--- Start DATA PROVIDED ---
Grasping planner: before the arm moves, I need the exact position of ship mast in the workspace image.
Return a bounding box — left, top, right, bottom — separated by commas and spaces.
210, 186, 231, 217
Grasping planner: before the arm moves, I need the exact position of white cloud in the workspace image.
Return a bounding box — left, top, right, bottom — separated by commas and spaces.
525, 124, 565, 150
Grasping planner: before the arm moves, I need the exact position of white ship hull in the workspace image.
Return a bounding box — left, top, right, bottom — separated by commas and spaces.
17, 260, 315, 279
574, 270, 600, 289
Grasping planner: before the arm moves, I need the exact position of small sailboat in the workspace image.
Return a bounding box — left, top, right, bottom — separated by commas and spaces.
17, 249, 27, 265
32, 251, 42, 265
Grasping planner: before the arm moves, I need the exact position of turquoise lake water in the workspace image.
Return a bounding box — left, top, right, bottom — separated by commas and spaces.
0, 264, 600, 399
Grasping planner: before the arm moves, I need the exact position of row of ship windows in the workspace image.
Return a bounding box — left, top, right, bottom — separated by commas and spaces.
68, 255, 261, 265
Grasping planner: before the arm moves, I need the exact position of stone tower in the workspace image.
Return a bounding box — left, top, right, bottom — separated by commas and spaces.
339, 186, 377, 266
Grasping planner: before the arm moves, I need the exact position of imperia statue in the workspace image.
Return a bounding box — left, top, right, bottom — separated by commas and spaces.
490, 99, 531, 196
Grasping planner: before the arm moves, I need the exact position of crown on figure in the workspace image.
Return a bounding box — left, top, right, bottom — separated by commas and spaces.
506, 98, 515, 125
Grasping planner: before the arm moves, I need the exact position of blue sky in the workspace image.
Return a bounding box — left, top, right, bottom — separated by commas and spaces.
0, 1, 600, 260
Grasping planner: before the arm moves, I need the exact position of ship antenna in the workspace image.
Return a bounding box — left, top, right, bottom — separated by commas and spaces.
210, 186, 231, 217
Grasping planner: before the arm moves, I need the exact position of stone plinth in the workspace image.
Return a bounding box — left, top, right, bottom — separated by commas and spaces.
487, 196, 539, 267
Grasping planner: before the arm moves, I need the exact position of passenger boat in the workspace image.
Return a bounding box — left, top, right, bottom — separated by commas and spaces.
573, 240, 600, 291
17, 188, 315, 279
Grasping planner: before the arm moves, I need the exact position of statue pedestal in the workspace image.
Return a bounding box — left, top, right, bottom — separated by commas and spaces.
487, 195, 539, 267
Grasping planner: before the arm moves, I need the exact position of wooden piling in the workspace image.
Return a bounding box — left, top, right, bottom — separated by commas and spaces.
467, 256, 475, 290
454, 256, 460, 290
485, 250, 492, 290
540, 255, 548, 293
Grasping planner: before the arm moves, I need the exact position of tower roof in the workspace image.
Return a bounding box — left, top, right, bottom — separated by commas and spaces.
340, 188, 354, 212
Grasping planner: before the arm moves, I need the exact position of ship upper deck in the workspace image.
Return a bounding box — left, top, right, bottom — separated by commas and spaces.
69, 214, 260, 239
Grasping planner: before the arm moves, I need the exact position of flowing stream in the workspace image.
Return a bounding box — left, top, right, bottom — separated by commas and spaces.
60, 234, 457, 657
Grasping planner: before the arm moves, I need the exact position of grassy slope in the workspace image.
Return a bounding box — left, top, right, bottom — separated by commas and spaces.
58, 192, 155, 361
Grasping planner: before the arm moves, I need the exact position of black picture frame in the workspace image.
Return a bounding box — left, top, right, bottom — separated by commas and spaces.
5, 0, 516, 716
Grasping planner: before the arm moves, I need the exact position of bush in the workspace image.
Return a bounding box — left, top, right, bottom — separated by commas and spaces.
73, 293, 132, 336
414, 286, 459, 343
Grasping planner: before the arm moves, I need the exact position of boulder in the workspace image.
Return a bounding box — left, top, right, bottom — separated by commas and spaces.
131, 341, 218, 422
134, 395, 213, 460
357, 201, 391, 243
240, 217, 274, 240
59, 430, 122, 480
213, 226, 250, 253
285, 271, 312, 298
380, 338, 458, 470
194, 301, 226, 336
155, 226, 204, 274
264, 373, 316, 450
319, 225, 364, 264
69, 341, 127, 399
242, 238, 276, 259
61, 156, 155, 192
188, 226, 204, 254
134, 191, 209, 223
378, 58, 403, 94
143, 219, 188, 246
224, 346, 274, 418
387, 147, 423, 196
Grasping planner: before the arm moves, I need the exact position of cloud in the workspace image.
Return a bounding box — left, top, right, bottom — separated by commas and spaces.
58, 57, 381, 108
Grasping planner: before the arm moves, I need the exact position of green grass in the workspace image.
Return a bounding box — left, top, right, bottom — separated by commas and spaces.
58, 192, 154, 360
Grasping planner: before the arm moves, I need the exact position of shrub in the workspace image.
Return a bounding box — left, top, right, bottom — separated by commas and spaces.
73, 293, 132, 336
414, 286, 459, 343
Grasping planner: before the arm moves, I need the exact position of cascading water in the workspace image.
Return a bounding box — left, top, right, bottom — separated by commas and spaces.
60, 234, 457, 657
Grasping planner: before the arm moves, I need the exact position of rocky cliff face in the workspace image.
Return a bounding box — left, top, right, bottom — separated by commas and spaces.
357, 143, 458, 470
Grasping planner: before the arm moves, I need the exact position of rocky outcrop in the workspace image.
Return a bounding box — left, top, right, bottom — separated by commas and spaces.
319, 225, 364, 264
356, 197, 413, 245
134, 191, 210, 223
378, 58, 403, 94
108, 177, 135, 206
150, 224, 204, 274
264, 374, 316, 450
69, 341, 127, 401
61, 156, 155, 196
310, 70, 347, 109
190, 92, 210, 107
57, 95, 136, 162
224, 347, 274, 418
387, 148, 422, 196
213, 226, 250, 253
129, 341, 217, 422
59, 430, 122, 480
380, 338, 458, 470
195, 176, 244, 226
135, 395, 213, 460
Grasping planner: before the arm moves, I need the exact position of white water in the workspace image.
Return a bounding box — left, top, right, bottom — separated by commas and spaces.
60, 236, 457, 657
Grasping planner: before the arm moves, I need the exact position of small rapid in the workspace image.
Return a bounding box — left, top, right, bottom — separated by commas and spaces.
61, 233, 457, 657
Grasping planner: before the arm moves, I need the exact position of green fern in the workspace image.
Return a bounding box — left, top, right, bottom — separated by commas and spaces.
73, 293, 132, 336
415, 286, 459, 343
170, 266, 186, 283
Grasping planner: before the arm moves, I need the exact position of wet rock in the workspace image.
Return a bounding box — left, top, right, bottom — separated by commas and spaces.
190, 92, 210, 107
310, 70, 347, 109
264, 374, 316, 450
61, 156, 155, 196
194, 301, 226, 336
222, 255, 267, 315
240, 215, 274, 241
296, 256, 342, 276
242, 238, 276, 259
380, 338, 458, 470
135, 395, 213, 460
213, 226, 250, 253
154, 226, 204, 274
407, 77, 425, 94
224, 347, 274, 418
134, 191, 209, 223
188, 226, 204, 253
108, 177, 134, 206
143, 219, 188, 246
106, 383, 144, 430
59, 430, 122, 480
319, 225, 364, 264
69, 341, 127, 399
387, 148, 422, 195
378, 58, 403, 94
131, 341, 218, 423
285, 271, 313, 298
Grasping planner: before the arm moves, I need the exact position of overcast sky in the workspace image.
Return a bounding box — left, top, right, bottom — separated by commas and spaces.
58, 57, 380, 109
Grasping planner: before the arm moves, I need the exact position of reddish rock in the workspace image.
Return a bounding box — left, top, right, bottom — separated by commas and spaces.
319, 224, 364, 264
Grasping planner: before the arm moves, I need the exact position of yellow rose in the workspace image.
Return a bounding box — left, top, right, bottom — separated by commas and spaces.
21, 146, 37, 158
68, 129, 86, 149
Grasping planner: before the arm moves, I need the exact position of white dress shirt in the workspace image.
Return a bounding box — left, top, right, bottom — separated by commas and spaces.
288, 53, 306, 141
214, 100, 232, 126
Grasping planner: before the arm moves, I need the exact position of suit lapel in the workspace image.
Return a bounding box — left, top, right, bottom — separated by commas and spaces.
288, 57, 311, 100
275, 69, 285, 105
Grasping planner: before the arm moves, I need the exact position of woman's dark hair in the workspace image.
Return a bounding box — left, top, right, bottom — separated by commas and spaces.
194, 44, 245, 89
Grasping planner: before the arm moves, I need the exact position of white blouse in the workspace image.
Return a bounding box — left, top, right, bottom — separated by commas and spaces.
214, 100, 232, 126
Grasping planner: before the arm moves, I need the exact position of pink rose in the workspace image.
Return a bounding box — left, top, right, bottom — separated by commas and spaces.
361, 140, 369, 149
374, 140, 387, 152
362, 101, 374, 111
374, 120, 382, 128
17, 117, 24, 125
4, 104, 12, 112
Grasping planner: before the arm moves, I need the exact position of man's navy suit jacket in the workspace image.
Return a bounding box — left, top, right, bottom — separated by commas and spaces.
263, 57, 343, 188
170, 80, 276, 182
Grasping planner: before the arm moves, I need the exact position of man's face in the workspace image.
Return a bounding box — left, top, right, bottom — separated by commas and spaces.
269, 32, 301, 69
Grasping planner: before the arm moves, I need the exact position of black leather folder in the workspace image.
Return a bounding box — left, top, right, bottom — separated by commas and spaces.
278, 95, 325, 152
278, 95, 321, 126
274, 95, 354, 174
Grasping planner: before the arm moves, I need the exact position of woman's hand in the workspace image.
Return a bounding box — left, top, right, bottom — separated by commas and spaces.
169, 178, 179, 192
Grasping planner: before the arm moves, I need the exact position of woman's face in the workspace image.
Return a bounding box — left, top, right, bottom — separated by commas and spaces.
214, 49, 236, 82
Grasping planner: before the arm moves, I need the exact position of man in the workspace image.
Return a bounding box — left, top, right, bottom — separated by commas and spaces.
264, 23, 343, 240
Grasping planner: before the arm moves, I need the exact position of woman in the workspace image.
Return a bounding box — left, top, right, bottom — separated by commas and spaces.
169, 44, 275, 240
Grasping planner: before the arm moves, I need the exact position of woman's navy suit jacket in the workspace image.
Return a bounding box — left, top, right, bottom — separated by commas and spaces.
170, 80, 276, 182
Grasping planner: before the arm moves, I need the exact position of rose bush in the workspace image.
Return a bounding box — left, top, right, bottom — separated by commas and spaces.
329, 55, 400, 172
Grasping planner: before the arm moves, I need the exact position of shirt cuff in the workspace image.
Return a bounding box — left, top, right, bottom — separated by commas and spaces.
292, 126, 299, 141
--- End DATA PROVIDED ---
__WHAT YOU SHOULD DO__
Can you give again, word for word, the entries starting at the line that contains "lake water in the workspace image." and ending at the line that contains "0, 1, 600, 260", both of those lines included?

__CORRECT ANSWER__
Grasping planner: before the arm moves, I need the exact position of turquoise lake water in the workspace image.
Return a bounding box — left, top, right, bottom — separated by commas and spaces.
0, 264, 600, 399
Grasping planner: before the arm moves, I need the exact position of row of ship windows in the workspace image.
Return a bounding box — left, top, right, bottom — separated by commas and spaces.
68, 255, 261, 265
Grasping planner: before the arm moves, I need the exact position of stone tower in the workspace image.
Return a bounding box — left, top, right, bottom — separated by commas and spaces.
339, 186, 377, 266
Grasping planner: before the arm moves, I need the exact position of imperia statue in the workspace image.
Return a bounding box — left, top, right, bottom — separated by commas and spaces.
490, 99, 531, 196
Grasping planner: before the arm moves, I need the exact position of crown on figure in the workspace image.
Return a bounding box — left, top, right, bottom — separated by commas and spaces.
506, 98, 515, 125
Grasping planner: before the arm moves, I need the exact position of blue sky in the workspace image.
Return a bounding box — left, top, right, bottom — separated by commas and spaces.
0, 1, 600, 260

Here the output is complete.